Goal ▸ Quote everything from the line containing "Game engine object recognition — detect potted" down to the line containing "16, 16, 87, 35", both of these lines included, reproducing each line without any change.

Records provided ▸
╭──

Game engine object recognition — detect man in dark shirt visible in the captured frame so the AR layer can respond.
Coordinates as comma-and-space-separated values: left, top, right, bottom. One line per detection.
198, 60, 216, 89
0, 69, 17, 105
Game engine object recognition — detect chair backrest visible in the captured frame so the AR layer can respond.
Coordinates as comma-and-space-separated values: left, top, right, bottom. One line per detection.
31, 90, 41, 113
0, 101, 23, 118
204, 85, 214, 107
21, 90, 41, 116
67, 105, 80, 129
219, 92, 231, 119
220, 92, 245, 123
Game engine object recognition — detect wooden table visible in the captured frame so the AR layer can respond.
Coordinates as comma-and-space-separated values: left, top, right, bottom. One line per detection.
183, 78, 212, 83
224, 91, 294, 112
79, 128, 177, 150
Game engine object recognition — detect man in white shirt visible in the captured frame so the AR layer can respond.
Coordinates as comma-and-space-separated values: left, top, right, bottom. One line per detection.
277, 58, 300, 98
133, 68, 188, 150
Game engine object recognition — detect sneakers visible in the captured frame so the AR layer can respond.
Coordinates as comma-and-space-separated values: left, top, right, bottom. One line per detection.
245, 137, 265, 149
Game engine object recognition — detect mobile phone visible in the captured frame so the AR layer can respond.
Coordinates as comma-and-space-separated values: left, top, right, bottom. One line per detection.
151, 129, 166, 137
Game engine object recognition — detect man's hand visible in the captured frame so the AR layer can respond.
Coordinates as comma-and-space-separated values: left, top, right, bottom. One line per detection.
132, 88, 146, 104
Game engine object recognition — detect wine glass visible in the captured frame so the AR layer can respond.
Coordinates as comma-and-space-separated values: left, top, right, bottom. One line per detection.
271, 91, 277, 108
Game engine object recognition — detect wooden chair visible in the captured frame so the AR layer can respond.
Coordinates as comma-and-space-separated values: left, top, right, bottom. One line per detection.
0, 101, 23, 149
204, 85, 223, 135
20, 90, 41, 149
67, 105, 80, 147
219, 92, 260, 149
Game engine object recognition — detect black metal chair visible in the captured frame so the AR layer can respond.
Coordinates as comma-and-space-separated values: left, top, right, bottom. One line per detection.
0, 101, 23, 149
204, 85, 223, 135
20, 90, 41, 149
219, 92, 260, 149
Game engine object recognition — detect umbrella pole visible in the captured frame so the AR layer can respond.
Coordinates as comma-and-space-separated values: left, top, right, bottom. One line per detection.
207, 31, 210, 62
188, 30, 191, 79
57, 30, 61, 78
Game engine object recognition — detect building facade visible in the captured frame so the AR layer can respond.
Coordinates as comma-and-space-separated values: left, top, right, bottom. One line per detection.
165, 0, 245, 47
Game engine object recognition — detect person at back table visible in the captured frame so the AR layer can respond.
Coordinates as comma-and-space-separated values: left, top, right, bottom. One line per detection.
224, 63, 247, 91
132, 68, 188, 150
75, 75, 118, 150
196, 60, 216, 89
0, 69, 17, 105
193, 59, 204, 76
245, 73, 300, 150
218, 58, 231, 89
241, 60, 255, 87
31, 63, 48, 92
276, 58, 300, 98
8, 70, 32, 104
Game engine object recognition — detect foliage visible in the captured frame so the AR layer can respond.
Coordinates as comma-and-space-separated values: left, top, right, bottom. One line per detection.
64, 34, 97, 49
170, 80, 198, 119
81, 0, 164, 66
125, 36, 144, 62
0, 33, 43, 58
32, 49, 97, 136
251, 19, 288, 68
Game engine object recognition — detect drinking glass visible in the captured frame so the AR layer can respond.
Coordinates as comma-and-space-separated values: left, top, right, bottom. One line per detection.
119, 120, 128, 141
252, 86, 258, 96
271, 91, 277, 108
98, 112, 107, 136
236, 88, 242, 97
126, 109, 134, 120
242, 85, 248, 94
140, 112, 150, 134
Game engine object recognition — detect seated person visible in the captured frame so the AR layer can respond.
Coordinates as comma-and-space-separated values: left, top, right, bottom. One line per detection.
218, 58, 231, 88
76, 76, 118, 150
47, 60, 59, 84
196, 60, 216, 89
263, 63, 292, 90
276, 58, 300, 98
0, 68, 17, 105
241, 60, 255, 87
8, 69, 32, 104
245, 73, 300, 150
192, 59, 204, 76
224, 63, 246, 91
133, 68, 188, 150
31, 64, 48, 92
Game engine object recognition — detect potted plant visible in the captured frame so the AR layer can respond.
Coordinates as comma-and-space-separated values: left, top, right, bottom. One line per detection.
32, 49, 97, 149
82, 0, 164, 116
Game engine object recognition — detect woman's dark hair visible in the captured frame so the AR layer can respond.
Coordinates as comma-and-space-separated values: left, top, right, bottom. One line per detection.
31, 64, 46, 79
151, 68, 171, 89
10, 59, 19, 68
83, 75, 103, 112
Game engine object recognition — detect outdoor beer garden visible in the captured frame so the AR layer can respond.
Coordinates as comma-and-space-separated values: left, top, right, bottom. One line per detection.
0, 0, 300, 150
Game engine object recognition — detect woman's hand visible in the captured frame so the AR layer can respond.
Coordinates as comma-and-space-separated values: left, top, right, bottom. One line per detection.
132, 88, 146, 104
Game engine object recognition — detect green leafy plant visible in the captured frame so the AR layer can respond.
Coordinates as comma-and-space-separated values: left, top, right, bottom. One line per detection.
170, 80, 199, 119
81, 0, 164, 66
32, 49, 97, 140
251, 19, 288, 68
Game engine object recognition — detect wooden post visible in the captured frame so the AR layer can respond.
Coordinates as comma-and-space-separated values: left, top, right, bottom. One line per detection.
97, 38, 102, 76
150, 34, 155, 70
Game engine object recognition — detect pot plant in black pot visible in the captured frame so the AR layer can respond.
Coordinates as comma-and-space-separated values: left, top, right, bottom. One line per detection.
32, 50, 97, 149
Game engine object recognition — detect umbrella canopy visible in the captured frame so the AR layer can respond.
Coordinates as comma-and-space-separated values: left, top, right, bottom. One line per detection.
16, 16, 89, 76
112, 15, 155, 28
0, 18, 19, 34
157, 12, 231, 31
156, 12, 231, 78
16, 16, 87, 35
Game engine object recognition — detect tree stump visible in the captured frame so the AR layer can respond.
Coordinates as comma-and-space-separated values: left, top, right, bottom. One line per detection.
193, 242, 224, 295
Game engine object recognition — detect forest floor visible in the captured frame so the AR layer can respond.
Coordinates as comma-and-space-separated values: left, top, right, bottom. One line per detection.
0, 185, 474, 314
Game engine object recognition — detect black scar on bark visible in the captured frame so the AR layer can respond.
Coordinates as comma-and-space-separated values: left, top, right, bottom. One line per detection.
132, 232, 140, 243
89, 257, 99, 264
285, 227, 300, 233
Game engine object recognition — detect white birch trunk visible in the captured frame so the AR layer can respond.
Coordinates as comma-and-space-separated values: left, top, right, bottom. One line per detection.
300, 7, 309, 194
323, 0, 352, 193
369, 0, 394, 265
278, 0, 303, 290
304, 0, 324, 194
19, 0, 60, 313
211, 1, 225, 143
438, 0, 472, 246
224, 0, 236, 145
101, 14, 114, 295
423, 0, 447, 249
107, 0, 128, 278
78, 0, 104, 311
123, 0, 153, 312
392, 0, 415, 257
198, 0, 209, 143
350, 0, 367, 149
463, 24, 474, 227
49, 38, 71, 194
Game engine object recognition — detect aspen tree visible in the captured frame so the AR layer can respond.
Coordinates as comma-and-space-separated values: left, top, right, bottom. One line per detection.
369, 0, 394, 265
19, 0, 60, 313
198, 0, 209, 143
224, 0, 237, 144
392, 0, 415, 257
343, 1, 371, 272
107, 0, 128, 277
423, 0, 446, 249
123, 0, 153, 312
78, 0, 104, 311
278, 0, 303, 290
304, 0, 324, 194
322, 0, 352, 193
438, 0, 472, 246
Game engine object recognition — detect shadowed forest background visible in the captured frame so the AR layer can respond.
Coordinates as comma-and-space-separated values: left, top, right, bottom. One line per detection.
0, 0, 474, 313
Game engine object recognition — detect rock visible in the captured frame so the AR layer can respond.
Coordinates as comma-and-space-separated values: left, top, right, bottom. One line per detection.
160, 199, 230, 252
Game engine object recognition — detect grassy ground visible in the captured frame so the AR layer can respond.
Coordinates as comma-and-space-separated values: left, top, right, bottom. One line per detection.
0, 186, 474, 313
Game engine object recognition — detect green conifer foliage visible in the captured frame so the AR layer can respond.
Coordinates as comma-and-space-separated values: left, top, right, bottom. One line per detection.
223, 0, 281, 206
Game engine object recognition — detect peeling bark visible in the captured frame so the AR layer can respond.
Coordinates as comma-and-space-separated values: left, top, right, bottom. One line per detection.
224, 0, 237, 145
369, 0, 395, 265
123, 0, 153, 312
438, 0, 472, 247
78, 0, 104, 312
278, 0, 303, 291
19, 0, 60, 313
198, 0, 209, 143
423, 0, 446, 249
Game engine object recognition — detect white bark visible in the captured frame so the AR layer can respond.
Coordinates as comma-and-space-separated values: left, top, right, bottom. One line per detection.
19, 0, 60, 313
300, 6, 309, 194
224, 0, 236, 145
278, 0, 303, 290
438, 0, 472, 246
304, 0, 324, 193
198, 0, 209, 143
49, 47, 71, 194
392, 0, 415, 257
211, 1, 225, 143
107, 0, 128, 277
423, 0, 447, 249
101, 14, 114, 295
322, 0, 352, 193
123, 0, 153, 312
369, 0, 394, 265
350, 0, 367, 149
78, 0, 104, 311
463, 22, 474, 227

╰──

Solution ▸
Game engine object recognition — detect potted plant visible in the captured frame so the AR layer can respond.
Coordinates as comma-and-space-separated values: left, top, right, bottom. One line per detection.
32, 49, 97, 149
82, 0, 164, 116
Game engine object recognition — detect woman's dark hair visible in the captured frame so the AR layer can respond.
Coordinates as comma-and-space-separated values: left, top, right, bottom. One line per detection.
31, 64, 46, 79
151, 68, 171, 89
10, 59, 19, 68
83, 75, 103, 112
Game engine object recognition — detect outdoor beer garden visible in the captured frame so the AR layer can respond.
Coordinates as comma-and-space-separated values: left, top, right, bottom. One line per detection.
0, 0, 300, 150
Game engine object recognition — detect woman's hand visible in the captured frame so the AR layer can respond.
Coordinates as comma-and-space-separated values: left, top, right, bottom. One line per detection.
132, 88, 146, 104
Game engine object recognition — detect green leafy plant visible in the captured frame so the AR layer can respond.
Coordinates as comma-and-space-separated values: left, top, right, bottom. One line per detection.
170, 80, 199, 119
81, 0, 164, 66
32, 49, 97, 140
251, 19, 288, 68
Game engine object recognition — detect wooden post visible in the captured frame so the AR layer can respond.
Coordinates as comma-and-space-separated values: left, top, right, bottom. One line per detection.
97, 38, 102, 76
150, 34, 155, 70
Game engine object recognition — detect pot plant in black pot visible in the captured frame so the AR layer can respond.
Coordinates as comma-and-space-separated values: left, top, right, bottom. One line per detection.
32, 50, 97, 149
Game engine object recognition — detect umbrella canopy visible in the captured frame so the AR layer can respond.
Coordinates as comma-and-space-separated values: left, top, right, bottom. One line per detection.
16, 16, 89, 76
112, 15, 155, 28
0, 18, 19, 34
157, 12, 231, 31
156, 12, 231, 78
16, 16, 87, 35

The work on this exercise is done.